**What you need to do**: Please write out every line of the material below word for word, keeping each outline's numbers unchanged.

**Dataset entries**:
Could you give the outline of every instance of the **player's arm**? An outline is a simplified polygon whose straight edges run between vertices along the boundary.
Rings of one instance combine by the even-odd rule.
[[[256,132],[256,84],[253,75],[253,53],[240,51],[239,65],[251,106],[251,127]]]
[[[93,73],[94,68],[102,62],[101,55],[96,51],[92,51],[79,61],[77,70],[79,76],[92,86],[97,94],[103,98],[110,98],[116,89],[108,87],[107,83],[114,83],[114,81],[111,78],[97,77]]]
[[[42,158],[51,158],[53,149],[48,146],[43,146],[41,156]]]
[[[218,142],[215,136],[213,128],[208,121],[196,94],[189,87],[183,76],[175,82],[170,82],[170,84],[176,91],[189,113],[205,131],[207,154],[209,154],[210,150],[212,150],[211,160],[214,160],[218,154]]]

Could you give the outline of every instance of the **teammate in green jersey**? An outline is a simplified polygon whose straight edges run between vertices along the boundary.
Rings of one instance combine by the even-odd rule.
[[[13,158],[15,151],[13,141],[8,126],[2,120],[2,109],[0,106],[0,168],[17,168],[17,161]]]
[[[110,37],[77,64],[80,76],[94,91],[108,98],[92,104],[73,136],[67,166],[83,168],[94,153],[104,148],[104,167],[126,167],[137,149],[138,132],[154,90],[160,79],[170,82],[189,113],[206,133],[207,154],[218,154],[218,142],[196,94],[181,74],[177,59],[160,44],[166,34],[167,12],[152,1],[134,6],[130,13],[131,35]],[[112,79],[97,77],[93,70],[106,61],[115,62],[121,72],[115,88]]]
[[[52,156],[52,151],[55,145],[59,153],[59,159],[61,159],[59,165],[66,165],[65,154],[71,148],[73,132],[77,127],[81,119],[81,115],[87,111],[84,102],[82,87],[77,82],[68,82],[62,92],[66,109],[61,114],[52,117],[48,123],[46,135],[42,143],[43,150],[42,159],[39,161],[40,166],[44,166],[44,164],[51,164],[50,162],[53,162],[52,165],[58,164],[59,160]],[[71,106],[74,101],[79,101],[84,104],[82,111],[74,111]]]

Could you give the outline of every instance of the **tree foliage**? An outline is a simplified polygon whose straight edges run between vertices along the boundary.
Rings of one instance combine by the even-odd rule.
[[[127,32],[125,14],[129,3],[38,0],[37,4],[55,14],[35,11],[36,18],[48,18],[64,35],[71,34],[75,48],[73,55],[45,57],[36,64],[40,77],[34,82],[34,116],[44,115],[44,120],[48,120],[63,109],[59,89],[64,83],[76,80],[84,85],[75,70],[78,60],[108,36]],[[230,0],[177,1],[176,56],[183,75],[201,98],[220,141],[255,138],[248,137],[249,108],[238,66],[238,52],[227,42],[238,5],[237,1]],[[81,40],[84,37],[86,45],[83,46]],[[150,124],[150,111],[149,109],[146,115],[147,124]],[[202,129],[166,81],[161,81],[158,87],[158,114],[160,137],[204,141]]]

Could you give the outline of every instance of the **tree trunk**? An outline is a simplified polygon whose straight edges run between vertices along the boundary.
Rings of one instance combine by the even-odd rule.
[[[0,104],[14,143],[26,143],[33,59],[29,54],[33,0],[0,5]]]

**The output**:
Could you give the outline of every instance of the **player's arm**? An outline is a simplified polygon whose straight edges run between vertices along the boundary.
Rings of one instance combine by the even-odd rule.
[[[256,132],[256,84],[253,75],[253,53],[240,51],[239,65],[251,106],[251,127]]]
[[[93,73],[94,68],[102,62],[101,55],[96,51],[92,51],[79,61],[77,70],[79,76],[92,86],[97,94],[103,98],[110,98],[116,89],[108,87],[107,83],[114,83],[114,81],[111,78],[97,77]]]
[[[42,158],[51,158],[53,149],[48,146],[43,146],[41,156]]]
[[[218,142],[215,136],[213,128],[208,121],[196,94],[189,87],[183,76],[175,82],[170,82],[170,84],[176,91],[189,113],[205,131],[207,154],[209,154],[210,150],[212,150],[211,160],[214,160],[218,154]]]

Could you give the outline of every instance of the **teammate in green jersey**? An outline is a simplified polygon whose straight edges run between vertices along the boundary.
Rings of one instance combine by the even-odd rule.
[[[13,158],[15,151],[13,141],[8,126],[2,120],[2,109],[0,106],[0,168],[17,168],[17,161]]]
[[[110,37],[77,64],[80,76],[94,91],[108,98],[92,104],[73,136],[67,166],[83,168],[94,153],[104,148],[104,167],[126,167],[137,149],[138,132],[154,90],[160,79],[170,82],[189,113],[206,133],[207,154],[218,154],[218,142],[196,94],[181,74],[177,59],[160,44],[166,34],[167,12],[152,1],[134,6],[130,13],[131,35]],[[112,79],[97,77],[93,70],[106,61],[115,62],[121,72],[115,88]]]
[[[52,156],[52,151],[55,145],[59,153],[59,159],[61,159],[59,165],[66,165],[65,154],[71,148],[73,132],[77,127],[81,119],[81,115],[87,111],[84,102],[82,87],[77,82],[68,82],[62,92],[66,109],[61,114],[52,117],[48,123],[46,135],[42,143],[43,150],[42,159],[39,161],[40,166],[44,166],[44,164],[51,164],[50,162],[53,162],[52,165],[58,164],[59,160]],[[71,106],[74,101],[79,101],[84,104],[82,111],[74,111]]]

Could you give the outline of every instance of the **tree foliage**? An outline is a simplified polygon whose straight edges run between vertices along the boundary.
Rings of one instance combine by the even-odd rule.
[[[127,32],[125,14],[129,3],[38,0],[37,4],[55,14],[35,11],[36,18],[48,18],[64,35],[71,34],[75,48],[73,55],[45,57],[36,64],[40,77],[34,82],[34,116],[44,115],[44,120],[48,120],[63,109],[59,89],[64,83],[76,80],[84,85],[75,70],[78,60],[108,36]],[[230,0],[177,1],[176,56],[183,75],[201,98],[220,141],[255,138],[248,137],[249,108],[238,66],[238,52],[227,42],[238,5],[237,1]],[[81,40],[84,37],[86,45],[83,46]],[[150,124],[150,111],[149,109],[146,115],[147,124]],[[202,129],[166,81],[161,81],[158,87],[158,114],[160,137],[204,141]]]

Could you give the outline of every instance of the **tree trunk**? An outline is a simplified polygon whose straight edges run between vertices along the boundary.
Rings of one instance combine by the even-odd rule.
[[[0,104],[14,143],[26,143],[33,59],[29,54],[33,0],[0,5]]]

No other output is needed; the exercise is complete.